(EXTRACT TO READ Opens)

Virginia Mason is one of the big names in Lean healthcare. A standard and much quoted book, describes their experiences. They have been working on this a long time, and there are many presentations and interviews available on the internet.
A reasonable place to start is this video, which describes some of the flagship programmes at Virginia Mason. The themes are those you would expect – decreasing waste, including decreasing unnecessary investigations, increasing standard work, decreasing waiting, bringing supplies and staff to the patient, working in flow, and increasing multi-process working.
There is a back pain example in the video which is further developed in the Virginia Mason book. According to the book, change was driven by dissatisfaction by some of its major corporate customers, including Starbucks. Low back pain is very painful, and there is an understandable tendency for people to move as little as possible, and even to take to their bed. For coffee houses, baristas in their beds are baristas who are not selling coffee.
The traditional approach at Virginia Mason had been to offer people an appointment, undertake investigations – including, usually, an MRI scan – to exclude serious illness, and then to offer treatment. This is partly a US approach, where high technology, defensive medicine is often described. Delays in treatment, and undertaking investigations with a low yield are, however, not restricted to the US.

(EXTRACT TO READ Closes)
(SUPPLIED DATA Opens)

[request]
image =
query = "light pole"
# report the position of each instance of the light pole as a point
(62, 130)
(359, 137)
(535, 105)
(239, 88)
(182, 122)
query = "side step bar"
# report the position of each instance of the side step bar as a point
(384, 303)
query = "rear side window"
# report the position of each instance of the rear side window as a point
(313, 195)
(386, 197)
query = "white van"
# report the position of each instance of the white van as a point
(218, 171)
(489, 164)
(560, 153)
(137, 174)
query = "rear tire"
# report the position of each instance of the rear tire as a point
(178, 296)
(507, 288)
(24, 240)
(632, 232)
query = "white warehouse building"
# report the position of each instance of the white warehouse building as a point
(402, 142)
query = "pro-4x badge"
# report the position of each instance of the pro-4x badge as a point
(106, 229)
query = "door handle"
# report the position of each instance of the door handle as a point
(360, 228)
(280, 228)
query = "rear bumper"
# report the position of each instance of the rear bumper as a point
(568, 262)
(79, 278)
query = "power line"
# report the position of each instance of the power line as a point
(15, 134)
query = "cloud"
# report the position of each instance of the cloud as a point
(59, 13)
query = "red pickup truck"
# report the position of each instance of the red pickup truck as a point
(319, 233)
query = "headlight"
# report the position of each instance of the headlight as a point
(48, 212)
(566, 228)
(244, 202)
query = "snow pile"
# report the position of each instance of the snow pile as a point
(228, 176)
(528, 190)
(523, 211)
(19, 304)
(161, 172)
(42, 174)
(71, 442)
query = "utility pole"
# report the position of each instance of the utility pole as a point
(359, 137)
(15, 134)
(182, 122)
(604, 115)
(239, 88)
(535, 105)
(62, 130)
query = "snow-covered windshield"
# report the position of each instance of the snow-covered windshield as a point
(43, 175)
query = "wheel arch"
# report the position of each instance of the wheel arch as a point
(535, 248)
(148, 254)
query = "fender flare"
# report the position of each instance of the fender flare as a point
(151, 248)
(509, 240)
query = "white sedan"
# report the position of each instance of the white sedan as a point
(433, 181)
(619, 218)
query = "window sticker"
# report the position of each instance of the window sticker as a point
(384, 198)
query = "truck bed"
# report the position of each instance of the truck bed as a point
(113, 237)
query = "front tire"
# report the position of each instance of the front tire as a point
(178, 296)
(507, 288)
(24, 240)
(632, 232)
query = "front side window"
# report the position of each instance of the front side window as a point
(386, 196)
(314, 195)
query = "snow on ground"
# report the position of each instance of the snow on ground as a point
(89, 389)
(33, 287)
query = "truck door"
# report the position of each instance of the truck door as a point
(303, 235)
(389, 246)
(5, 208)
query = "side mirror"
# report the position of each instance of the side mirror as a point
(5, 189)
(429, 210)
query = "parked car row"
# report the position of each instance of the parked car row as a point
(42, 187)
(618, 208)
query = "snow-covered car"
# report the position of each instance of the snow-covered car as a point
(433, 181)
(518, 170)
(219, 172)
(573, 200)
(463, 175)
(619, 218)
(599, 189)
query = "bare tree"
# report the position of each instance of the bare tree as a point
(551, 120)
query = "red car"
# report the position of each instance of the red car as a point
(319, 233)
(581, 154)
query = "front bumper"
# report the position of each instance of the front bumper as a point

(SUPPLIED DATA Closes)

**YOUR TASK:**
Carry on the article above about Lean healthcare at Virginia Mason, picking up right after its final sentence.

**ANSWER TO THIS EXERCISE:**
The net effect was to delay treatment, which tended to increase problems for the patient. Virginia Mason redesigned their system, so that people were seen very quickly – often the next day. They were seen by a physiotherapist, and then by a doctor, who was usually able to reassure the patient that they did not have a serious disease. Investigations were markedly reduced. Treatment began straight away, and most people lost little or no time off work.
A criticism might be that people with serious disease could be missed, because investigations were reduced. On the other hand, patients were being seen within a day or two, rather than six weeks later. The great majority of people with non-specific low back pain could be reassured, encouraged to mobilise, and could get on with their lives. The few people in whom low back pain was a sign of acute illness were being seen by an experienced physiotherapist and doctor very quickly, and could be promptly referred on for a specialist opinion if they had symptoms suggestive of more serious disease.
This is a good example of identifying streams within demand. The great bulk of people have non-specific low back pain that responds best to mobilisation. Identifying them and offering them a speedy, appropriate treatment, reduces costs, decreases waiting and decreases their exposure to unnecessary investigations. Dealing with this group of people as efficiently as possible also frees up resources to treat people who need investigation or treatment of less common illnesses: both groups benefit from this Lean approach.
There are mental health analogies in this. The Glasgow STEPS service is a good example of a mental health service that tries to see people very quickly, and offers services that are likely to benefit most people. As assessment is rapid – there is often a telephone discussion within two working days – people with very severe illness can be identified quickly and referred on to specialist services. For other people, the service seeks to match them against the level of intervention that is likely to be beneficial for them.
Virginia Mason reported increased satisfaction from their back pain patients, and from their employers. Are any of these ideas applicable in your area of work?